▸ Détails de l'exercice
Selon l'extrait du débat, quelle université Daniel Petru Funeriu présente-t-il comme un exemple d'excellence multiculturelle, et dans quelle ville se trouve-t-elle ?

── Extrait du document ──

C’est pourquoi je demande à l’Agence pour les droits fondamentaux d’être vigilante et d’œuvrer pour faire en sorte qu’au sein des États membres, il n’y ait aucune violation du droit de tout peuple européen d’utiliser sa langue maternelle et aucune discrimination à l’égard de ses citoyens, et que toutes les langues maternelles soient considérées comme officielles dans leurs territoires respectifs.
(L’orateur continue en basque)
Eskerrik asko jaun-andreok zuen laguntzagatik Europako hizkuntza guztien alde.
Daniel Petru Funeriu (PPE-DE). - (EN) Monsieur le Président, je me félicite de ce débat, d’autant que l’histoire européenne nous a montré qu’en temps de crise, les tensions ethniques étaient susceptibles d’enflammer des situations sinon stables. Je voudrais croire que l’intention des initiateurs de ce débat est de souligner les valeurs et réalités fondamentalement généreuses du projet européen, parce que les réalités de l’Union européenne sont effectivement les meilleures au monde en termes de traitement des minorités. C’est pourquoi nous devrions clamer haut et fort que cette Assemblée n’accepte et n’acceptera aucune action discordante et aucun affaiblissement des normes que je viens de mentionner.
Comme le commissaire Barrot l’a souligné, dans chaque pays de l’Union, il existe un cadre juridique clair et, souvent, officiel qui garantit la protection de notre diversité culturelle. Pourtant, si l’on veut que notre société multiethnique soit durable, quel autre moyen que l’enseignement supérieur avons-nous? Des exemples de la vie réelle montrent que la résolution des problèmes liés à l’éducation favorise le développement de la Communauté. Par sa nature même, l’éducation unit plus qu’elle ne divise. En fait, elle nous apprend que nous sommes tous la minorité de quelqu’un d’autre. L’université Babeş-Bolyai en Roumanie, dans la ville transylvanienne de Cluj, est une université multiculturelle qui ne cesse d’être citée par l’Organisation pour la sécurité et la coopération en Europe en tant qu’exemple positif d’excellence multiculturelle et interethnique.

───
── Données fournies ──

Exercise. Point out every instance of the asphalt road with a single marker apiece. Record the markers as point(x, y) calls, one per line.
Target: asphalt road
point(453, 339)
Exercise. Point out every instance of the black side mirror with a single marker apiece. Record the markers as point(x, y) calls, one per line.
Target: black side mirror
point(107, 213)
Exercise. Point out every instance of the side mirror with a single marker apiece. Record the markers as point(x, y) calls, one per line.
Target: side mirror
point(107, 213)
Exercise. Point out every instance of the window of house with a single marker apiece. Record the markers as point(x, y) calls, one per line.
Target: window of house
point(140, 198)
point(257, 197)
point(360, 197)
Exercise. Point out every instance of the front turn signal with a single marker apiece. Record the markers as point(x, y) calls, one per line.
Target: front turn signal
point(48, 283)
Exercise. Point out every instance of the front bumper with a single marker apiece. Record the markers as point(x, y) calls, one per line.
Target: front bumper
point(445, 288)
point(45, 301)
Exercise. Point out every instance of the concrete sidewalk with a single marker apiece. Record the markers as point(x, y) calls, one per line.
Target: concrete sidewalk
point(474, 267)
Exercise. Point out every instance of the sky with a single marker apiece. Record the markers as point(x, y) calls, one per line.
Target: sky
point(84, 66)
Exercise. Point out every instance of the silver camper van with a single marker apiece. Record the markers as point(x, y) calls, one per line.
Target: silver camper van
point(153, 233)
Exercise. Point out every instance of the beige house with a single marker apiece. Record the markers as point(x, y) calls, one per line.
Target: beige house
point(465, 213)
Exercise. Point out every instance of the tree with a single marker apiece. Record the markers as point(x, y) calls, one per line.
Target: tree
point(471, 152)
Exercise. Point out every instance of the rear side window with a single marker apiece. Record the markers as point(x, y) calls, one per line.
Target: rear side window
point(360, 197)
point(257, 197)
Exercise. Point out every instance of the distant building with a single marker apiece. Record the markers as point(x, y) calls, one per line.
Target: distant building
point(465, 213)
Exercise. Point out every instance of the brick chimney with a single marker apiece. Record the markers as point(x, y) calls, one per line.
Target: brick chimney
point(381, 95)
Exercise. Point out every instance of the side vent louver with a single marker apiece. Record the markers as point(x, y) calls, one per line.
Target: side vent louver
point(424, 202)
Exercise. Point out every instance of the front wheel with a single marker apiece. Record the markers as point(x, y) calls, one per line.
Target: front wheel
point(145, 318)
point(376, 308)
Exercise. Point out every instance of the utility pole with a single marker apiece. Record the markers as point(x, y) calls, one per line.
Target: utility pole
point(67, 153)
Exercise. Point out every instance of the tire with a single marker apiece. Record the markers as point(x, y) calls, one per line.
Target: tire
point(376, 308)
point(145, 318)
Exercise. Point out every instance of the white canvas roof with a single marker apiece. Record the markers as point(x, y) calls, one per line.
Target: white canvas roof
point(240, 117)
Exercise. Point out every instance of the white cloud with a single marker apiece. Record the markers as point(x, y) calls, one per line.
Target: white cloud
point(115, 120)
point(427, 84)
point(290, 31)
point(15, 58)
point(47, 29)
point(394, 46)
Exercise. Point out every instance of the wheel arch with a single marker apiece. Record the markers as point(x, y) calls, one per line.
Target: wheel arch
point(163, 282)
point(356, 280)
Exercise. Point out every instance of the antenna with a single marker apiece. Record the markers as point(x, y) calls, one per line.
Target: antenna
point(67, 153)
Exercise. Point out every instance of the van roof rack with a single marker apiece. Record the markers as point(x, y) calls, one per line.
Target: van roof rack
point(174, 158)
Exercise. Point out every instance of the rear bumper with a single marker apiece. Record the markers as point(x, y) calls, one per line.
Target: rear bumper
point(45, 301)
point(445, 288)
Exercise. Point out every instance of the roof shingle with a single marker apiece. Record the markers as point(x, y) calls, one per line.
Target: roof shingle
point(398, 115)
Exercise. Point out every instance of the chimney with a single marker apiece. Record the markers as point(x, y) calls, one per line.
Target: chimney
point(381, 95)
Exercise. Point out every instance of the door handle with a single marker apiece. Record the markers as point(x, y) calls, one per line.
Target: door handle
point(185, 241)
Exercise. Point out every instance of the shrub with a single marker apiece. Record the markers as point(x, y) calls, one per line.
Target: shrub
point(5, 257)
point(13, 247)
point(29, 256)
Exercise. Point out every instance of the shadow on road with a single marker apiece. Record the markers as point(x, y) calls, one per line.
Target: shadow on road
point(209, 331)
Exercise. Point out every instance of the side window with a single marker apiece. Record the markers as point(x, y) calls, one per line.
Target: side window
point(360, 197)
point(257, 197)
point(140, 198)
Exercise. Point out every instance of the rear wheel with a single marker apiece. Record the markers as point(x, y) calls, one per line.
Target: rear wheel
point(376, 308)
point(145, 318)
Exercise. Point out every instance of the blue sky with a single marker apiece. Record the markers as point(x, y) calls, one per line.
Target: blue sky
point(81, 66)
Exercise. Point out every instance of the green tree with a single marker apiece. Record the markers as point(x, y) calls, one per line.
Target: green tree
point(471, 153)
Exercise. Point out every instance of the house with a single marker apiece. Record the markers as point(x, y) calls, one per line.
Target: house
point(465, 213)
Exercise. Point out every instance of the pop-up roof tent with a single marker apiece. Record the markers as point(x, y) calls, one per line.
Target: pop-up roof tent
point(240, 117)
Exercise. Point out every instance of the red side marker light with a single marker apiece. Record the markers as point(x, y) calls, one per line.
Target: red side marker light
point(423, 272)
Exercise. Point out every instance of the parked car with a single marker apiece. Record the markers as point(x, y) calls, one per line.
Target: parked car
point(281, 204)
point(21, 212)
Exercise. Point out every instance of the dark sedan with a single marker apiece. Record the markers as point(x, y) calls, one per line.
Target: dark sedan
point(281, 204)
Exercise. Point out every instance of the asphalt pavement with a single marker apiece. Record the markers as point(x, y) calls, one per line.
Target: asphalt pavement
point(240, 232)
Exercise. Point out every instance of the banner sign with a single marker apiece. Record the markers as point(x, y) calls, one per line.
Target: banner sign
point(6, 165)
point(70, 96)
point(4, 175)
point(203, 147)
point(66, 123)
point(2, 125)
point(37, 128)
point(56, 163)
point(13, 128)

───

▸ Réponse complète
L'université Babeş-Bolyai, située dans la ville transylvanienne de Cluj, en Roumanie.